■ Problem:
Everything in the data should be repeated exactly, save for the images.

■ Extracted material:
☆ ☆ ☆ ☆ ☆ ☆ ☆
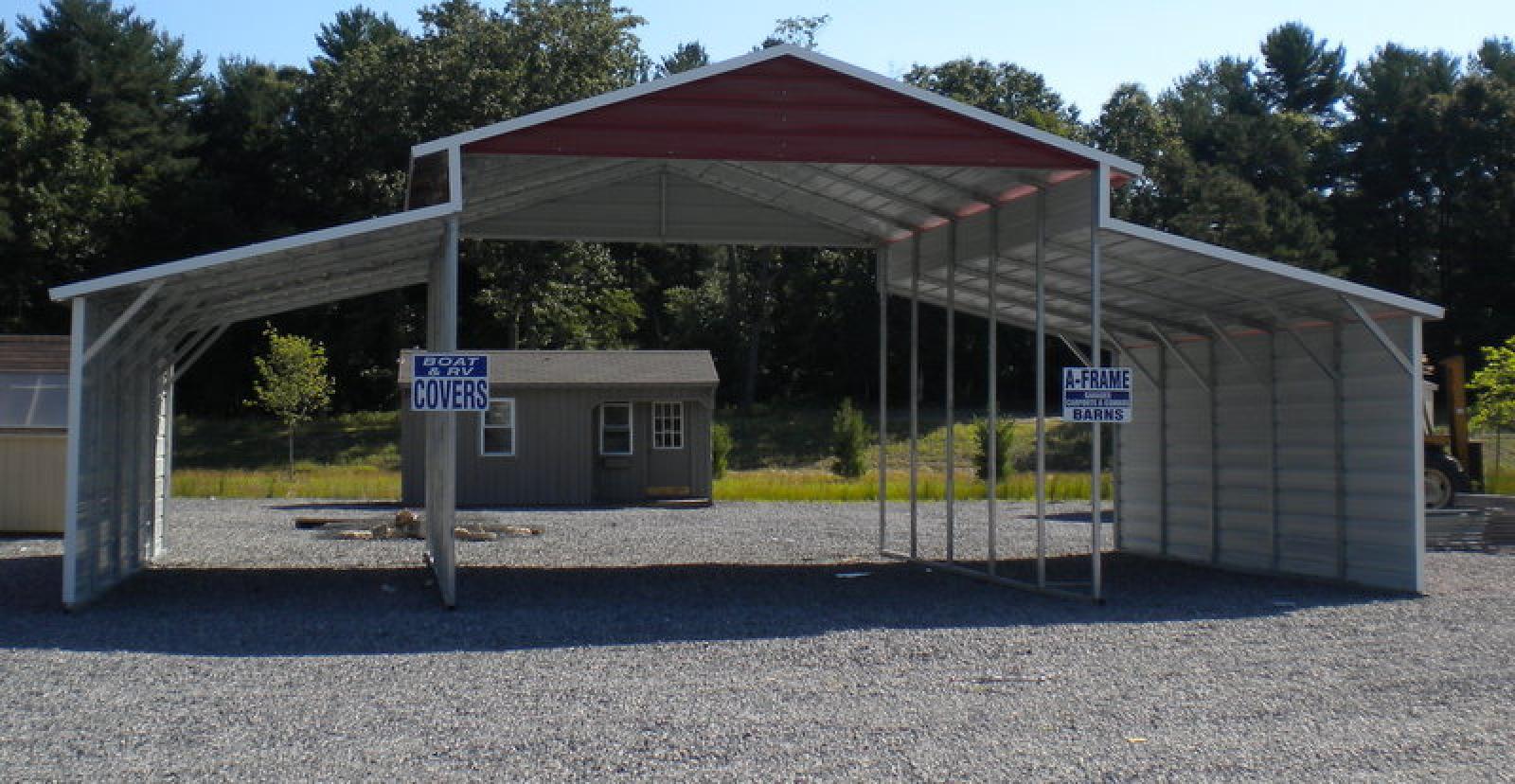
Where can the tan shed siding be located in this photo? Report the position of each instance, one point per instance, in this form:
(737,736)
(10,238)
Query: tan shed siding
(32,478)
☆ ☆ ☆ ☆ ☆ ☆ ☆
■ Your solution:
Where can the tan shed siding be located in this photo? Report the position of each instance, one point per instance, in this form:
(737,736)
(10,238)
Query: tan shed siding
(32,478)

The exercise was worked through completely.